**** Input data ****
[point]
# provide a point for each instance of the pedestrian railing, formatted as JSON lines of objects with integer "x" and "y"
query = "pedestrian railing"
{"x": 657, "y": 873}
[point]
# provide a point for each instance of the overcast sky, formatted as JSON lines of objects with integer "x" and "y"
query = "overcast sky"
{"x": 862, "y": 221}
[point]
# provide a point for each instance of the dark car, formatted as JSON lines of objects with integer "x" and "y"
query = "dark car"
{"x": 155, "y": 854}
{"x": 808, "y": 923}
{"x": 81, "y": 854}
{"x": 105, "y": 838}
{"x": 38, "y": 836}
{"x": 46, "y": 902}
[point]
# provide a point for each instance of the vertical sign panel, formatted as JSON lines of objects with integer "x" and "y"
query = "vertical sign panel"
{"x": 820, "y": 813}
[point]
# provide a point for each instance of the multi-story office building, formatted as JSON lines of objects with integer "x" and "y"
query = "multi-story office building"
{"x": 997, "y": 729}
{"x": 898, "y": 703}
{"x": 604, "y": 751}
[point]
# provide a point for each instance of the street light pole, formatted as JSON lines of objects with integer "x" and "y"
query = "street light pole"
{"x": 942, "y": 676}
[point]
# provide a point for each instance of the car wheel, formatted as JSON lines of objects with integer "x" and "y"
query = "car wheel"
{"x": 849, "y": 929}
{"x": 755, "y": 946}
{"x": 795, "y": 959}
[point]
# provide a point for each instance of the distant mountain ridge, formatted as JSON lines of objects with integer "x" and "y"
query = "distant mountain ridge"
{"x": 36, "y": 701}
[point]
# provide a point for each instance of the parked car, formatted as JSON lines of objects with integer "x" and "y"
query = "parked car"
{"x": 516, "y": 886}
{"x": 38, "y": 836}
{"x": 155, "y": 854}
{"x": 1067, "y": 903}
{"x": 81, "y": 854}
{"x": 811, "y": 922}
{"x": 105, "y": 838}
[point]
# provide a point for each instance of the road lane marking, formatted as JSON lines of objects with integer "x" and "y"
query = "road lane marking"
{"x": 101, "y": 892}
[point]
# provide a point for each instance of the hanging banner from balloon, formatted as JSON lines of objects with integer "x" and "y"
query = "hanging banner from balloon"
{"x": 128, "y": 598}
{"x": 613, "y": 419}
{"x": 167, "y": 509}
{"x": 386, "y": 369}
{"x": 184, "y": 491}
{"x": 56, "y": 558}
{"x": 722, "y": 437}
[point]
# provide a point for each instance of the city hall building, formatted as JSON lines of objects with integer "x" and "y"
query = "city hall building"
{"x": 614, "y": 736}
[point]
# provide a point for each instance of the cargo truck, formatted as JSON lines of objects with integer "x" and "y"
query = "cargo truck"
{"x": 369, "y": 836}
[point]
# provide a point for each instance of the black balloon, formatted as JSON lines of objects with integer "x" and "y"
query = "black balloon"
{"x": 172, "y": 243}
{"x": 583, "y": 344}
****
**** Input data ****
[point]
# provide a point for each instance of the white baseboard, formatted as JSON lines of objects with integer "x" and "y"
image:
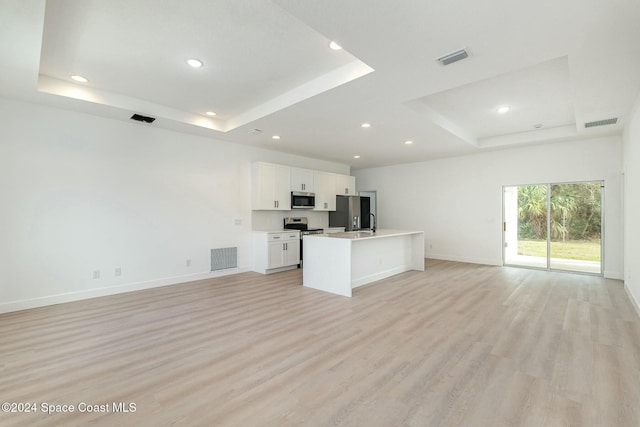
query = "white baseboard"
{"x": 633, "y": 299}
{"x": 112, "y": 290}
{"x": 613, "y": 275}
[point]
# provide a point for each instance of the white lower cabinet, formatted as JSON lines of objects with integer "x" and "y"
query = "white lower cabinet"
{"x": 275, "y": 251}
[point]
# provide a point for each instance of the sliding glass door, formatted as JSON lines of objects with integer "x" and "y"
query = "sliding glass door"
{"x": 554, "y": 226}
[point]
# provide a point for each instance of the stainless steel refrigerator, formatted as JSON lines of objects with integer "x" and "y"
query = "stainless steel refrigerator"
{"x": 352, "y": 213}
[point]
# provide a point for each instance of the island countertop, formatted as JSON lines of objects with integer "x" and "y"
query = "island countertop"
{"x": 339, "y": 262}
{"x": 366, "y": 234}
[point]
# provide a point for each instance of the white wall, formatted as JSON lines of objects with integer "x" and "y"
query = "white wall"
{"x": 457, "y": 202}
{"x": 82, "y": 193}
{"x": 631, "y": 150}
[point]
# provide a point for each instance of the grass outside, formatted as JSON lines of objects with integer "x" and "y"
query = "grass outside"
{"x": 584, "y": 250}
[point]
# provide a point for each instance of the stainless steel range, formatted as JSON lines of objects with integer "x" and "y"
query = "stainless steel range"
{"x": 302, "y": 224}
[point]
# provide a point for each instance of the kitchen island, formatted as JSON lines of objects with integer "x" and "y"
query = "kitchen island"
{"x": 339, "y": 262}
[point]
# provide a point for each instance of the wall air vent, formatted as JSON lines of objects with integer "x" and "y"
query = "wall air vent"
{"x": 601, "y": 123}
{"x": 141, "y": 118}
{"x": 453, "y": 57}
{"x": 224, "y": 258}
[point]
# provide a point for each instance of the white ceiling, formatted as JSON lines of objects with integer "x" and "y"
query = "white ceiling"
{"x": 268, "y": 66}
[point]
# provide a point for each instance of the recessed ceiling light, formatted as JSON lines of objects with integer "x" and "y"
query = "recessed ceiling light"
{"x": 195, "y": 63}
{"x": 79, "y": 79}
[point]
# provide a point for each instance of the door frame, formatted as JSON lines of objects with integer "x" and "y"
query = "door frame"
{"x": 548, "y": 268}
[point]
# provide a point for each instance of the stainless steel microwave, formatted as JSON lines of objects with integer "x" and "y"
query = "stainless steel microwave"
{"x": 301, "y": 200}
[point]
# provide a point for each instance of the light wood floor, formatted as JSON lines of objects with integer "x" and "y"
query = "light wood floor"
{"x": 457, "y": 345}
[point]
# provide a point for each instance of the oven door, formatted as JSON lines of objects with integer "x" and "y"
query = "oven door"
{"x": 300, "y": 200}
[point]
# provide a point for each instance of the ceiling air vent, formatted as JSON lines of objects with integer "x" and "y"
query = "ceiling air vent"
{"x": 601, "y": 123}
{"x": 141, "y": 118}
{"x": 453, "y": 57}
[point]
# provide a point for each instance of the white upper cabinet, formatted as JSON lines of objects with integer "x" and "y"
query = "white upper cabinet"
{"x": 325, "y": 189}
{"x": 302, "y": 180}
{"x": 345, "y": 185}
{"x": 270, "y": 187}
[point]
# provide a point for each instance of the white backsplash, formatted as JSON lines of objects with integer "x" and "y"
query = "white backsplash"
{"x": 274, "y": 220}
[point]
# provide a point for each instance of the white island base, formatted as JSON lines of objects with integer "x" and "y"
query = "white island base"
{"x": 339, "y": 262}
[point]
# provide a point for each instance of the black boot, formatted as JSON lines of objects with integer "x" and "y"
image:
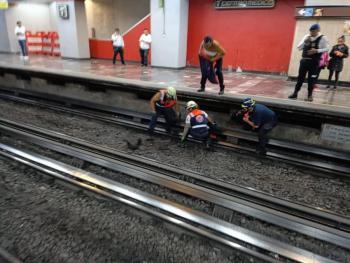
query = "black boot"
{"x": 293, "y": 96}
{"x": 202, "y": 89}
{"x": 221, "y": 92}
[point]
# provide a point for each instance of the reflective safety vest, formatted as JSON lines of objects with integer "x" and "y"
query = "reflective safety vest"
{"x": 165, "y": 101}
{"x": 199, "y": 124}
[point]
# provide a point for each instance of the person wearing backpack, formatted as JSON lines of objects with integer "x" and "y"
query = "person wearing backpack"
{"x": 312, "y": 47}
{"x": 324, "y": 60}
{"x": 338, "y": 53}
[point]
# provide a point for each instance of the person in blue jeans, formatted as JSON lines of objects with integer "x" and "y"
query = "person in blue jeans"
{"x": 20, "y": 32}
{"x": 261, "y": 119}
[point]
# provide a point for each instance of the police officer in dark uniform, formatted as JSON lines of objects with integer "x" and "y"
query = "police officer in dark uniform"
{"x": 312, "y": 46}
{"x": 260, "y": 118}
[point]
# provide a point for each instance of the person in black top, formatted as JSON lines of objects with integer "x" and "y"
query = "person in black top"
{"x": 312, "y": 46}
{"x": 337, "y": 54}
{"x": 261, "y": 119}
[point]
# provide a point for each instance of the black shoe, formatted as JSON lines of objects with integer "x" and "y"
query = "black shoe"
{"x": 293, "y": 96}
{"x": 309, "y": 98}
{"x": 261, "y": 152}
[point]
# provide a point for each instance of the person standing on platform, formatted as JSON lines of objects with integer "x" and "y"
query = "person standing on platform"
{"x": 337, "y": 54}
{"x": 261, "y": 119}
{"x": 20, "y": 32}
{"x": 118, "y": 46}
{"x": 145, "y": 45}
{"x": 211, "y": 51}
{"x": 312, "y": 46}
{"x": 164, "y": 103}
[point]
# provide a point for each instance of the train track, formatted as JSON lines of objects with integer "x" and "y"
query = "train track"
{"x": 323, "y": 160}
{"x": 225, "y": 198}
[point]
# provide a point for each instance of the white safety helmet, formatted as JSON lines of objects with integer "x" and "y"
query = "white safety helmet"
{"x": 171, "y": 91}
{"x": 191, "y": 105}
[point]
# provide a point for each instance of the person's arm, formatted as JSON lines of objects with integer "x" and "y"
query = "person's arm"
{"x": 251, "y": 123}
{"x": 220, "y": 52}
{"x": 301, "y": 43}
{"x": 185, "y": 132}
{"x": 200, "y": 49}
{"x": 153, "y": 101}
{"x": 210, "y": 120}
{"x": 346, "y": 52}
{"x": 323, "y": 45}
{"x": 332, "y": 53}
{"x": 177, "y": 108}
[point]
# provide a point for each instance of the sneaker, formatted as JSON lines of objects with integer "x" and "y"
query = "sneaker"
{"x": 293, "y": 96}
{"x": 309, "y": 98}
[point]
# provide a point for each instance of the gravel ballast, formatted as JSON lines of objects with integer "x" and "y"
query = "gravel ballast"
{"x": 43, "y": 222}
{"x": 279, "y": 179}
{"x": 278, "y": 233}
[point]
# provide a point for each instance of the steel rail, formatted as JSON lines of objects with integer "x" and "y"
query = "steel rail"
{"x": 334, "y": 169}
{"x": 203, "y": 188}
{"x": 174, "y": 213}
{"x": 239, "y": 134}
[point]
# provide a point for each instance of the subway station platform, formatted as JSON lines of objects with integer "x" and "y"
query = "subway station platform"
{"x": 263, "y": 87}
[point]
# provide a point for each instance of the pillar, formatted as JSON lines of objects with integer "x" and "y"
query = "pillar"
****
**** Input data ****
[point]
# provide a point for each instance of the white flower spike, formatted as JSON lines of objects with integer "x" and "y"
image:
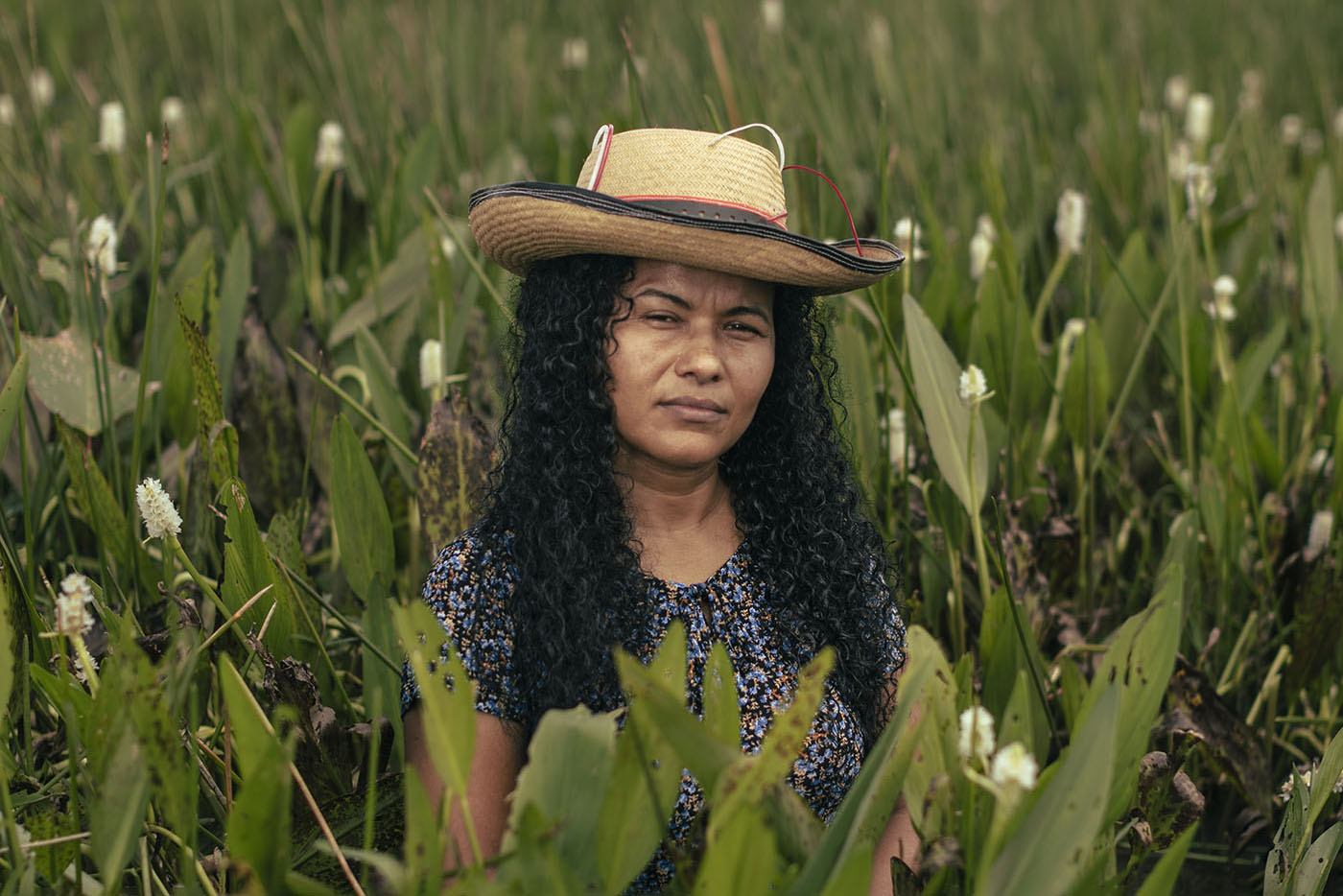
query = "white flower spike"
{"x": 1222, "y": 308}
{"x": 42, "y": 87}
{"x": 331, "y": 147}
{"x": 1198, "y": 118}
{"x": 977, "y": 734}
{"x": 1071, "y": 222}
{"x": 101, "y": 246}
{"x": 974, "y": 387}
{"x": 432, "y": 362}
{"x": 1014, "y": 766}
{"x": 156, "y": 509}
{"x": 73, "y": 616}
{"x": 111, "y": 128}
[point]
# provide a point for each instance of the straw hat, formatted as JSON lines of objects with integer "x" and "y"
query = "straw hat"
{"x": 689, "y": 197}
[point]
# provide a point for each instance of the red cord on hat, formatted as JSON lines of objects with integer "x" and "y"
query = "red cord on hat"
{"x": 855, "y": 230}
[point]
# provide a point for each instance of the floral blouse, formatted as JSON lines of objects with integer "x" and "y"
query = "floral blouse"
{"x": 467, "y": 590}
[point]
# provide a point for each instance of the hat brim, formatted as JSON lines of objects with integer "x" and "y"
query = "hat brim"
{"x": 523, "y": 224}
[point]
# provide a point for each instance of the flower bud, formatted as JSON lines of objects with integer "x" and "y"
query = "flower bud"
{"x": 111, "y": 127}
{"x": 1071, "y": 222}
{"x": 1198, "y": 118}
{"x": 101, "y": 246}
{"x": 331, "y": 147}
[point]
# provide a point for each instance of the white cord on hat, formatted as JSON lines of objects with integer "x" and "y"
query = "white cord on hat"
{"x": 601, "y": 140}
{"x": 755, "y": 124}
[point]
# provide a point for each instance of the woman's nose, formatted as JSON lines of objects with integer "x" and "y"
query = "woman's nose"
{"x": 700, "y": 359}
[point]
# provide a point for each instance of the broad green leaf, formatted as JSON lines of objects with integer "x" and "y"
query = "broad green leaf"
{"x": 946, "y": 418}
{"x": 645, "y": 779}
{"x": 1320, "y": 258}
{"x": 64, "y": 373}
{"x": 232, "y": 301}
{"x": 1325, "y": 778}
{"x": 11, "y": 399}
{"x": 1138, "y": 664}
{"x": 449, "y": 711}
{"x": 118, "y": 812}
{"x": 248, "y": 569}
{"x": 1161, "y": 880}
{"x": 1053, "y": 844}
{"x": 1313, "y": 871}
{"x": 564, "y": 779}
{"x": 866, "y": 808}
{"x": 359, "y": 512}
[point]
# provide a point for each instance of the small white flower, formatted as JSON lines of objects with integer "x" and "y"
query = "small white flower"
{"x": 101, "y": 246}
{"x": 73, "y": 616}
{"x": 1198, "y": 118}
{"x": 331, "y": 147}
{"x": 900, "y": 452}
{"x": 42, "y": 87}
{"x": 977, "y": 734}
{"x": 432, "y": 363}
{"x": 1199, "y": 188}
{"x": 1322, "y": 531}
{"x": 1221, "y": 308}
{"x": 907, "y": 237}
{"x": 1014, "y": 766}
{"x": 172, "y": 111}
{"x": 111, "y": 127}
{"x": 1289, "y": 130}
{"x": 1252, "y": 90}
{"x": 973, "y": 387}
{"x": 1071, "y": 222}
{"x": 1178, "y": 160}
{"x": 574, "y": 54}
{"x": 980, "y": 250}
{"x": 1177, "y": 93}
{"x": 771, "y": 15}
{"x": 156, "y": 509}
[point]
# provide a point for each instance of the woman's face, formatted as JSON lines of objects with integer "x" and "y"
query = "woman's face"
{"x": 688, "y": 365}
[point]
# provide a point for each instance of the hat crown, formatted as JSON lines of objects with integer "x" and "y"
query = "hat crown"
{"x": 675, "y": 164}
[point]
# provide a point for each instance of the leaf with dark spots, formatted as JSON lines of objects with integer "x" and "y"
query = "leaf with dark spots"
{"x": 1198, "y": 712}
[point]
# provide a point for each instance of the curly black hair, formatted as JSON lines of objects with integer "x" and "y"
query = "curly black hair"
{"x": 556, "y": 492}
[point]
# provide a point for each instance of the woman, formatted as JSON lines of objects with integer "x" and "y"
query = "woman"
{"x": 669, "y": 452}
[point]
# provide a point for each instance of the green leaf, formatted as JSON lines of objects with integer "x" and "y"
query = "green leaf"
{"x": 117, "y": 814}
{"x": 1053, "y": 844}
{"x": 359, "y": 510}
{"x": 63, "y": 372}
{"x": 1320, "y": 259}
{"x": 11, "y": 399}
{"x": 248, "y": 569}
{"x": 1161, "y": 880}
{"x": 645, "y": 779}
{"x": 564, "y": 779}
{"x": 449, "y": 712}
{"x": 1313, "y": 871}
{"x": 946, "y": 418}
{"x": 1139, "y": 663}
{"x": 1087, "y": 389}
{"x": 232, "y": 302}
****
Task to carry out: Answer with a single number: the count of lines in the entries that hold the word "pillar".

Answer space: 2